Fragment tekstu |
----
No i tyle, i dlatego tak trudno było mi dziś napisać:- Nie wierzcie jak ktoś, kogo kochacie mówi wam, że nie ma wyboru… ale nie mogłam tego napisać bez dygresji, bo wdarła mi się ta historia a co za nią idzie refleksja że z tymi wyborami osobistymi, rzeczywiście bywa różnie… ale tak naprawdę moi kochani mimo tej historii – jeśli rzeczywiście ktoś was kocha to nie ma sytuacji, niemożności, trudnych okoliczności i obowiązków… słowem tego wszystkiego co niejedna lub niejeden z was słyszeliście tylokrotnie… i to wam w rezultacie chciałam napisać także jako paradoksalne oskarżenie czasów w których żyjemy, ludzi wśród których żyjemy i których kochamy….

Wszystkiego dobrego na WALENTYNKI…

Dobrego dnia. I nie piszcie do mnie, bo nie mam dostępu do mojej korespondencji i nie będę miała przez najbliższe dwa tygodnie. Przepraszam.

13
Luty
2005
14:48

Grzegorza i Katarzyny - wszystkiego dobrego

 

ŚLEPY I NIEROZWAŻNY JEST TEN, KTO ZDAJE SIĘ NA ŁASKĘ PRZYPADKU. Seneka Młodszy

Cholera, jestem na nartach, w małym włoskim hoteliku, nie mam dostępu do żadnego komputera. No trudno, z mojego komputera nie mam połączenia. A więc wakacje od wszystkiego, od Was także…

11
Luty
2005
01:14

Łazarza i Marii - wszystkiego dobrego

COKOLWIEK LOS WYD¬WIGNIE W GÓRĘ, WSZYSTKO POTEM PONIŻY. Seneka Młodszy.

 

Taką dostałam kartkę pocztową. Od przyjaciela! Niedoczekanie!

10
Luty
2005
23:09

Jacka i Scholastyki - wszystkiego dobrego

KTO ŻAŁUJE SWOICH GRZECHÓW, TEN JUŻ PRAWIE NIEWINNY. Seneka Młodszy

Przepraszam, że traktuję Was ostanio tak po „macoszemu”, ale to co mam na głowie to taki „pasztet”, że trudno mi go przełknąć.
----
Fragmenty danych |
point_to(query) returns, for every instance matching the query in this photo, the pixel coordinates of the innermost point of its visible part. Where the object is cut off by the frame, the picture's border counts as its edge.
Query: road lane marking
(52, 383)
----
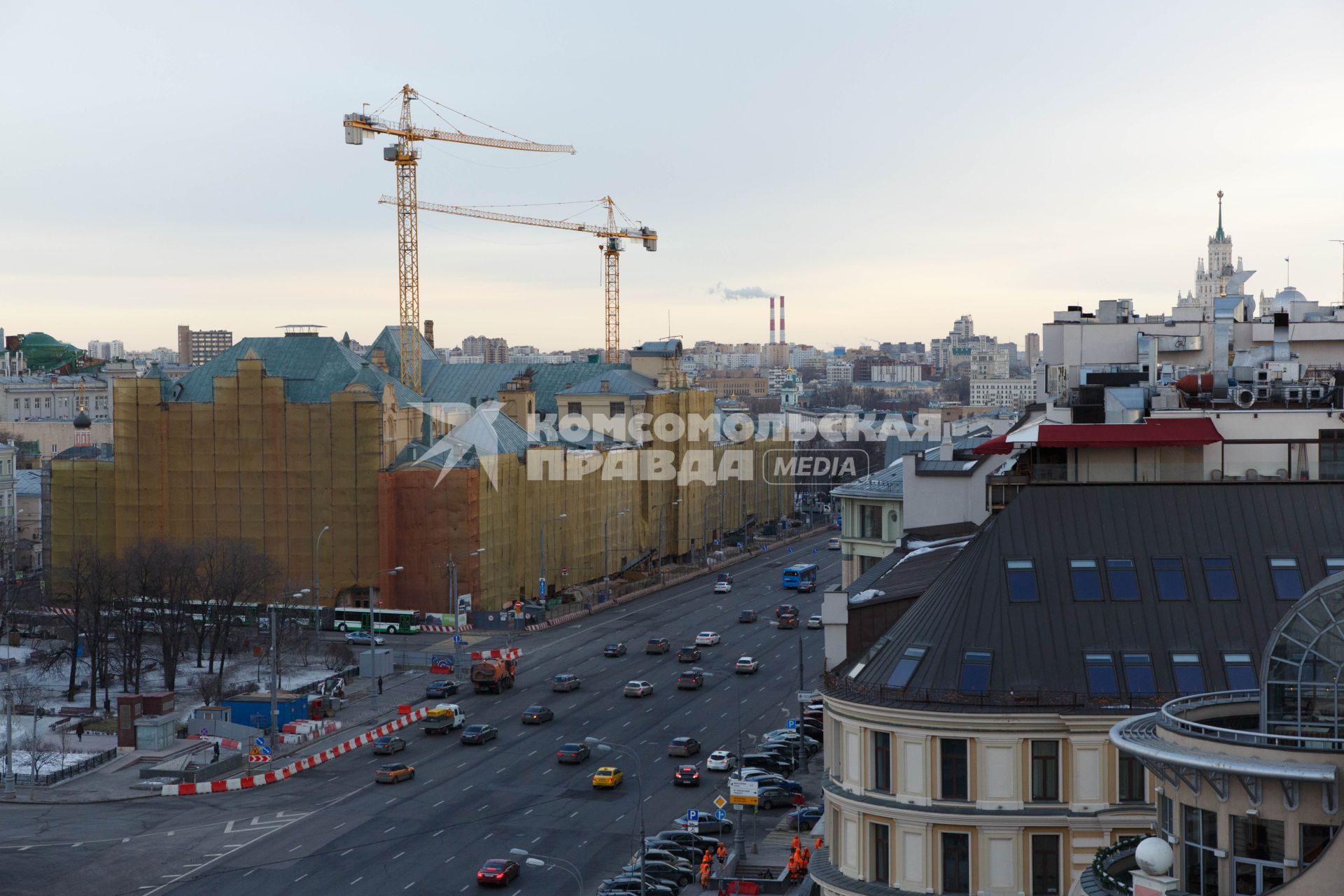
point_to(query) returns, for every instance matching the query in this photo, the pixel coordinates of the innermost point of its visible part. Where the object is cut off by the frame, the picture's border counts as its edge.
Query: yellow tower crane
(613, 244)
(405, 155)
----
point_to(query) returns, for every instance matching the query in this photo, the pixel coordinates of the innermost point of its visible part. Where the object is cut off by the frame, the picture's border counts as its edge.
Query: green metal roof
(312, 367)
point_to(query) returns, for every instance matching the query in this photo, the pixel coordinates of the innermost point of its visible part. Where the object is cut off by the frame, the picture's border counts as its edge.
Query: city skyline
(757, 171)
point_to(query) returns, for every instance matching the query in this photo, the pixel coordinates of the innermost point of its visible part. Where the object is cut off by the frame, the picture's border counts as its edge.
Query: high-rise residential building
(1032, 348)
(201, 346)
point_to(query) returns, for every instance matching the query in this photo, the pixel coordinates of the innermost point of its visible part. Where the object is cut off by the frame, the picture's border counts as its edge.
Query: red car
----
Zadania do rozwiązania |
**A)** Gdzie, według wpisów z lutego 2005 roku, przebywa osoba pisząca, gdy nie ma dostępu do żadnego komputera?
**B)** Wypisz z wpisów z lutego 2005 roku fragment od słów „Łazarza i Marii” aż do słów „Od przyjaciela! Niedoczekanie!” włącznie.
**C)** Dopisz dalszy ciąg wpisów z lutego 2005 roku, zaczynając po ich ostatnim zdaniu.

Kolejne odpowiedzi |
**A)** Na nartach, w małym włoskim hoteliku.

**B)**
Łazarza i Marii - wszystkiego dobrego

COKOLWIEK LOS WYD¬WIGNIE W GÓRĘ, WSZYSTKO POTEM PONIŻY. Seneka Młodszy.

 

Taką dostałam kartkę pocztową. Od przyjaciela! Niedoczekanie!

**C)**
Dołączam zdjęcia z próby, załącznik do wczorajszej listy obsady i wyjeżdżam. Próby przynoszą wiele radości, wspaniały zespół… zobaczymy jak ja się spiszę. Mój telefon rozgrzany do czerwoności więc go włączam i teraz przez moment będę mamą i babcią, szczególnie że po ostatnim trzydniowym wyjeździe do Niemiec na postsynchrony, mój syn spojrzał na mnie i powiedział: „- Fajnie ci włosy odrosły, na tym wyjeździe”. Spanikowana odparłam: „Przecież mnie nie było tylko trzy dni!”, a on na to: ” -Tak? Myślałem że z miesiąc”. Zaczynają się ferie, wyjeżdżamy, odezwę się jak tylko będę mogła. Pozdrawiam i życzę przyjemnych, rodzinnych dni dla Was.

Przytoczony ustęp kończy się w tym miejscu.